Objectif a ->
Restituez à l'identique le passage de l'entretien qui commence aux mots « FABIENNE SINTES » et s'arrête après les mots « Stéphane LE FOLL. ».

Texte à lire ->
Interview de M. Stéphane le Foll, ministre de l'agriculture, de l'agroalimentaire et de la forêt, porte-parole du gouvernement, à "France Info" le 24 avril 2015, sur le naufrage de migrants en mer Méditerranée, sur le projet de loi sur le renseignement, et sur le sort réservé à Serge Atlaoui, en Indonésie.

Prononcé le

Média : France Info

Texte intégral

FABIENNE SINTES
Votre invité, donc, ce matin, Jean-François ACHILLI, est porte-parole du gouvernement, ministre de l'Agriculture.
JEAN-FRANÇOIS ACHILLI
Bonjour Stéphane LE FOLL.
STEPHANE LE FOLL
Bonjour.

Objectif b ->
Filtrez les lignes ci-dessous pour ne garder que celles qui contiennent le mot « coral ». La casse compte.

Lignes d'un jeu d'étiquetage par points ->
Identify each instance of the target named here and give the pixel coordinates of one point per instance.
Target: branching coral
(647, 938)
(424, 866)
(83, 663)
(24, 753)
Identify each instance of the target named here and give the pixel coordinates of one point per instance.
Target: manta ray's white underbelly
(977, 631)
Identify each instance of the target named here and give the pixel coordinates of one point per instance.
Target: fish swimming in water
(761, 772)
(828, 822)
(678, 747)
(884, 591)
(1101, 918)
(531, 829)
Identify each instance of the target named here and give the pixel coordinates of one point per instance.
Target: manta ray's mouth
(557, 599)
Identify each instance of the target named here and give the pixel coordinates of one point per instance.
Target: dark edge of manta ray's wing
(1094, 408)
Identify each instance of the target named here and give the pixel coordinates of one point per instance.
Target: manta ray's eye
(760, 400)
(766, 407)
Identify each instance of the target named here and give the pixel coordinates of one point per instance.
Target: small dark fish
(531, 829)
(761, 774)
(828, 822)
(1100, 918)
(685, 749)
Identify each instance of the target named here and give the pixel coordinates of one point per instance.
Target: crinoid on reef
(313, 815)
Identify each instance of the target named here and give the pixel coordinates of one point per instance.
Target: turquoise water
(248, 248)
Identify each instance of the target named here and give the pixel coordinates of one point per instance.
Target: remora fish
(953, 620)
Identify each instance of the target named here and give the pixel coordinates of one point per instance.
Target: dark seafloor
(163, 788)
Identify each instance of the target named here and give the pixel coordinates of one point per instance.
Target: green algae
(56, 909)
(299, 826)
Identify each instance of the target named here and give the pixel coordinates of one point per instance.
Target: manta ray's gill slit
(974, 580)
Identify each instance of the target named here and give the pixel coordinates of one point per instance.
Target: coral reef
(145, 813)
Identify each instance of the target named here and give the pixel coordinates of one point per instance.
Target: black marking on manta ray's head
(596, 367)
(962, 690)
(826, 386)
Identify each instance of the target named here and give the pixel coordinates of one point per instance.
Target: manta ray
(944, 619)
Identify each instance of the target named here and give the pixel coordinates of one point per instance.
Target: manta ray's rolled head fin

Bonne réponse a ->
FABIENNE SINTES
Votre invité, donc, ce matin, Jean-François ACHILLI, est porte-parole du gouvernement, ministre de l'Agriculture.
JEAN-FRANÇOIS ACHILLI
Bonjour Stéphane LE FOLL.

Bonne réponse b ->
Target: branching coral
Target: coral reef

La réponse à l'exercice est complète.